● TASK DIRECTIONS
Return all the entries below exactly as they were given.

● EXTRACTED INFORMATION

[Start of Attachment]

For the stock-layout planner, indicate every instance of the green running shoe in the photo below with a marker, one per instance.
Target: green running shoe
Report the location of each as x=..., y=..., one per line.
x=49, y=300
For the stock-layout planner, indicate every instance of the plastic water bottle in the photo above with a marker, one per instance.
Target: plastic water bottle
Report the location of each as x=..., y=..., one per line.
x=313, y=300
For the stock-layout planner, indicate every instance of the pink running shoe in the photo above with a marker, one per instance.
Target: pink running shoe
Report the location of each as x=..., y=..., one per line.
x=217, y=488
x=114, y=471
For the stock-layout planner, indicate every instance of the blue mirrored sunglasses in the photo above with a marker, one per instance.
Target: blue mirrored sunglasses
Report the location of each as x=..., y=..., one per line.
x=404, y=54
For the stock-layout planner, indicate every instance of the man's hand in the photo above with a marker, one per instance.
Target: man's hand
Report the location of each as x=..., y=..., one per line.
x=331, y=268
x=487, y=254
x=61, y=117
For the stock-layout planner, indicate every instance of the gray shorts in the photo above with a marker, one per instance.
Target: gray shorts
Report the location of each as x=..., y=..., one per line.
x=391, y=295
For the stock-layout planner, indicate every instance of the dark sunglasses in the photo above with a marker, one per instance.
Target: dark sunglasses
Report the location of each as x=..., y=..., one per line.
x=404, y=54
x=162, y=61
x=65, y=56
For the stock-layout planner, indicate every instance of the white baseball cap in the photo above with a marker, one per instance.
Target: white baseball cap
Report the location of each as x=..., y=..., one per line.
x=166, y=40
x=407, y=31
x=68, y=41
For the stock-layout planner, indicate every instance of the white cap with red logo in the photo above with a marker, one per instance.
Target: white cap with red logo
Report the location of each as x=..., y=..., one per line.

[End of Attachment]

● TASK OUTPUT
For the stock-layout planner, indicate every instance of the green running shoe in the photo below with a marker, one per instance.
Target: green running shoe
Report the location of each as x=..., y=..., one per line.
x=49, y=300
For the stock-layout planner, indicate every instance of the plastic water bottle in the photo above with a marker, one per instance.
Target: plastic water bottle
Report the location of each as x=..., y=..., one per line.
x=313, y=300
For the stock-layout planner, indicate every instance of the pink running shoe in the photo above with a marker, one per instance.
Target: pink running shoe
Report the location of each as x=..., y=..., one per line.
x=217, y=488
x=114, y=471
For the stock-layout planner, indicate every instance of the blue mirrored sunglasses in the photo above with a marker, one per instance.
Target: blue mirrored sunglasses
Report the location of each as x=..., y=..., one per line.
x=404, y=54
For the stock-layout planner, indicate every instance of the man's hand in the photo above with a marker, one per instance.
Target: man's hand
Report the location of each as x=..., y=..., one per line.
x=331, y=268
x=487, y=254
x=61, y=117
For the stock-layout planner, indicate every instance of the gray shorts in the photo above with a marker, one per instance.
Target: gray shorts
Report the location of each as x=..., y=..., one per line.
x=391, y=295
For the stock-layout planner, indicate every instance of the dark sunglasses in the photo above with a marker, one per instance.
Target: dark sunglasses
Report the location of each as x=..., y=..., one per line.
x=404, y=54
x=162, y=61
x=65, y=56
For the stock-layout planner, indicate every instance of the white baseball cap in the photo above with a marker, one per instance.
Target: white baseball cap
Report the location of each as x=..., y=..., one per line.
x=166, y=40
x=407, y=31
x=68, y=41
For the stock-layout planner, indicate every instance of the white cap with red logo in the photo above with a marker, one per instance.
Target: white cap with red logo
Report the location of each as x=..., y=..., one per line.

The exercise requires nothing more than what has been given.